##### Textpassage #####
Die unscheinbaren, leicht zu übersehenden Produkte aus dem Hause Viscofan liegen in zahllosen Lebensmittelmärkten in den Wurstregalen und Frischfleischtheken aus, ohne dass die Kunden sie wirklich beachten oder wertschätzen würden. Eigenartig eigentlich - denn Viscofan-Produkte sind alles andere als Ladenhüter, sie werden täglich von Millionen Menschen gekauft, benutzt, verbraucht. Das börsennotierte spanische Unternehmen stellt Wurstpellen aus Kunststoff, Zellulose und Kollagen her. Zugegeben: Das ist nicht für jeden Zeitgenossen eine sexy Branche, und nicht jeder mag und isst heutzutage Wurst und Aufschnitt. Unabhängig vom Speiseplan sollten Anlegern bodenständige Firmen wie Viscofan jedoch nicht wurst sein. Die in der nordspanischen Provinz Navarra ansässige Firma ist Weltmarktführer: ein Riese in seiner Nische.

Und ein ziemlich erfolgreicher. Die betrieblichen Standardkennziffern - Umsatzentwicklung, Eigenkapitalrendite, Gewinn - sehen bei Viscofan deftig-gesund aus. Der Aktienkurs ist in den vergangenen zehn Jahren im Schnitt um knapp 20 Prozent im Jahr gestiegen, in einem Zeitraum, in dem Spanien in die größte Wirtschaftskrise seit Generationen schlitterte. Kein Wunder also, dass eine Beteiligungsgesellschaft aus Madrid in großem Stil auf den Wurstpellenproduzenten setzt: eine unter deutschen Anlegern ähnlich unbekannte Holding namens Corporación Financiera Alba. Sie ist an der Börse auch als CF Alba oder Alba bekannt (nicht zu verwechseln mit ähnlich klingenden Unternehmen wie Alba SE, ehemals Interseroh, Alba Group oder Alba Recycling). Im ersten Halbjahr 2016 hat CF Alba den Anteil an Viscofan um 1,95 Prozentpunkte auf 8,8 Prozent erhöht.
##### Bereitgestelltes Material #####
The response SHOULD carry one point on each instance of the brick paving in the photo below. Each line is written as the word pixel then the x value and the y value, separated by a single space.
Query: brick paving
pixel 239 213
#####
Arbeitsauftrag >> Schreib aus dem Text über Viscofan wortgetreu den Abschnitt ab, der mit den Worten „Und ein ziemlich“ beginnt und mit „8,8 Prozent erhöht.“ endet. Stütze dich dabei ausschließlich auf den Text über Viscofan.

Vollständige Antwort >>
Und ein ziemlich erfolgreicher. Die betrieblichen Standardkennziffern - Umsatzentwicklung, Eigenkapitalrendite, Gewinn - sehen bei Viscofan deftig-gesund aus. Der Aktienkurs ist in den vergangenen zehn Jahren im Schnitt um knapp 20 Prozent im Jahr gestiegen, in einem Zeitraum, in dem Spanien in die größte Wirtschaftskrise seit Generationen schlitterte. Kein Wunder also, dass eine Beteiligungsgesellschaft aus Madrid in großem Stil auf den Wurstpellenproduzenten setzt: eine unter deutschen Anlegern ähnlich unbekannte Holding namens Corporación Financiera Alba. Sie ist an der Börse auch als CF Alba oder Alba bekannt (nicht zu verwechseln mit ähnlich klingenden Unternehmen wie Alba SE, ehemals Interseroh, Alba Group oder Alba Recycling). Im ersten Halbjahr 2016 hat CF Alba den Anteil an Viscofan um 1,95 Prozentpunkte auf 8,8 Prozent erhöht.